TRECHO FORNECIDO
——
Retiro na imponente biblioteca da universidade a novela Small Things Like These, de Claire Keegan, elogiada por Butler nos momentos derradeiros de nossa conversa. Nela, o mundo do protagonista, Bill Furlong, parece sempre a ponto de desmoronar. Furlong trabalha sete dias por semana vendendo carvão. É casado e tem cinco filhas. Foi criado pela mãe solteira graças ao favor de uma mulher com recursos numa pequena cidade no interior da Irlanda.
O trabalho é duro na época do Natal e Furlong teme que em algum momento não seja capaz de sustentar a família. Também se preocupa que as filhas sofram algum tipo de violência apenas por serem mulheres. Além dos medos de destruição em relação ao futuro, a incerteza sobre o próprio passado pesa nos ombros desse homem simples e generoso – a pobreza não o impede de doar carvão aos mais necessitados.
No centro da história está uma descoberta fortuita feita por Furlong enquanto realizava uma entrega no convento católico local. Com coragem e de forma contraintuitiva, ele resgata uma garota mantida à força no edifício da congregação. Ele sabe dos problemas que o aguardam ao desafiar a instituição mais poderosa da cidade, mas entende que seria pior o arrependimento por não ter feito nada. E seja lá o que lhe aguarde, ainda será pouco se comparado com o que a garota ao seu lado já sofrera. Mesmo através de um gesto mínimo, há um claro chamado à ação.
Butler tentara me enviar uma mensagem na garrafa?, penso enquanto tomo um gole de café morno cercado por estudantes no Small World Coffee da rua principal da cidade. Não é possível ter certeza. Mas o que importa é que estamos rodeados por milhares de garrafas, resta saber se queremos destampá-las. Talvez seja essa a marca do horror contemporâneo: conhecemos as causas dos medos, mas seguimos com o nosso modo de vida que gerou o risco de destruição que é justamente a fonte daqueles mesmos medos. Seria o pesadelo kafkiano em sua forma cínica?
——
ETAPAS DO EXERCÍCIO
(a) Responda com base no trecho sobre a novela de Claire Keegan:
(i) Quantos dias por semana Furlong trabalha vendendo carvão?
(ii) Durante qual atividade Furlong faz a descoberta fortuita no centro da história?
(iii) Em que lugar é tomado o gole de café morno mencionado no último parágrafo?
(b) Retome o trecho sobre a novela de Claire Keegan logo após a última frase apresentada, mantendo o mesmo tom.
——
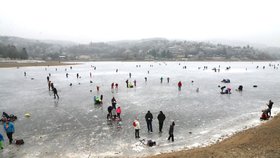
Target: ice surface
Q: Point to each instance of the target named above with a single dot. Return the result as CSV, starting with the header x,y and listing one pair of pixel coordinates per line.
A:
x,y
73,127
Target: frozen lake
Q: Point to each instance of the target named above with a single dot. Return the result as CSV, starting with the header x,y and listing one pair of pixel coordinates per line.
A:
x,y
74,127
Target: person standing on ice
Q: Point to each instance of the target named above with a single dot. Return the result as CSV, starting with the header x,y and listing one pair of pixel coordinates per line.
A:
x,y
114,102
269,105
149,119
112,86
171,131
161,118
119,111
179,85
1,141
134,83
9,128
126,83
49,85
55,93
136,125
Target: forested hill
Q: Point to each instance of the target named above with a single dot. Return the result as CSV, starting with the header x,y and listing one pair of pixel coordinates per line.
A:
x,y
146,49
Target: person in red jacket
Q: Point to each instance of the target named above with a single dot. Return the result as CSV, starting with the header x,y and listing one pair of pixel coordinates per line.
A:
x,y
179,85
119,111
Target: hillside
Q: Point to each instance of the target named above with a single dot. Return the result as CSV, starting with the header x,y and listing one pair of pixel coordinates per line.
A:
x,y
145,49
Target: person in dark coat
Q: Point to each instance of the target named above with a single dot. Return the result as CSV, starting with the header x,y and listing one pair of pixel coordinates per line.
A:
x,y
55,93
114,102
126,83
171,130
10,129
149,119
269,105
110,108
161,118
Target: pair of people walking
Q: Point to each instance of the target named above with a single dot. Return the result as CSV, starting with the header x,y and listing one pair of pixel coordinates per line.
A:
x,y
149,118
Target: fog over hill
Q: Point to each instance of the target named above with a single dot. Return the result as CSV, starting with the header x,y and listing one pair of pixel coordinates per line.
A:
——
RESPOSTAS POR TAREFA
(a)
(i) Sete dias por semana.
(ii) Durante uma entrega no convento católico local.
(iii) No Small World Coffee da rua principal da cidade.

(b)
Sobre a nossa dificuldade de imaginar um futuro que não seja um pesadelo, Butler afirma que esse tipo de imaginação não tem relação com previsões exatas, já que não ocorre apenas na mente. “Requer um objeto, um meio, uma forma sensorial de expressão. Imaginar o futuro é mais próximo à libertação de um potencial através de um meio sensorial; o meio não é um simples veículo para uma ideia já formada, e sim uma ideia que se consolida e toma forma, som e textura libertando um potencial utópico.”
Onde a jornalista do New York Times enxergou esoterismo, vejo a sugestão da potência da forma artística para alterar formas de vida. Arte que pode tanto revelar o horror, como é o caso de Kafka, como propor caminhos até então impensados para a transformação de um mundo cinicamente estabilizado no medo. Mesmo ao rejeitar a violência, Butler parece propor uma revolução, tão poética como potente: “E se transformarmos a liberdade no ar que respiramos conjuntamente?”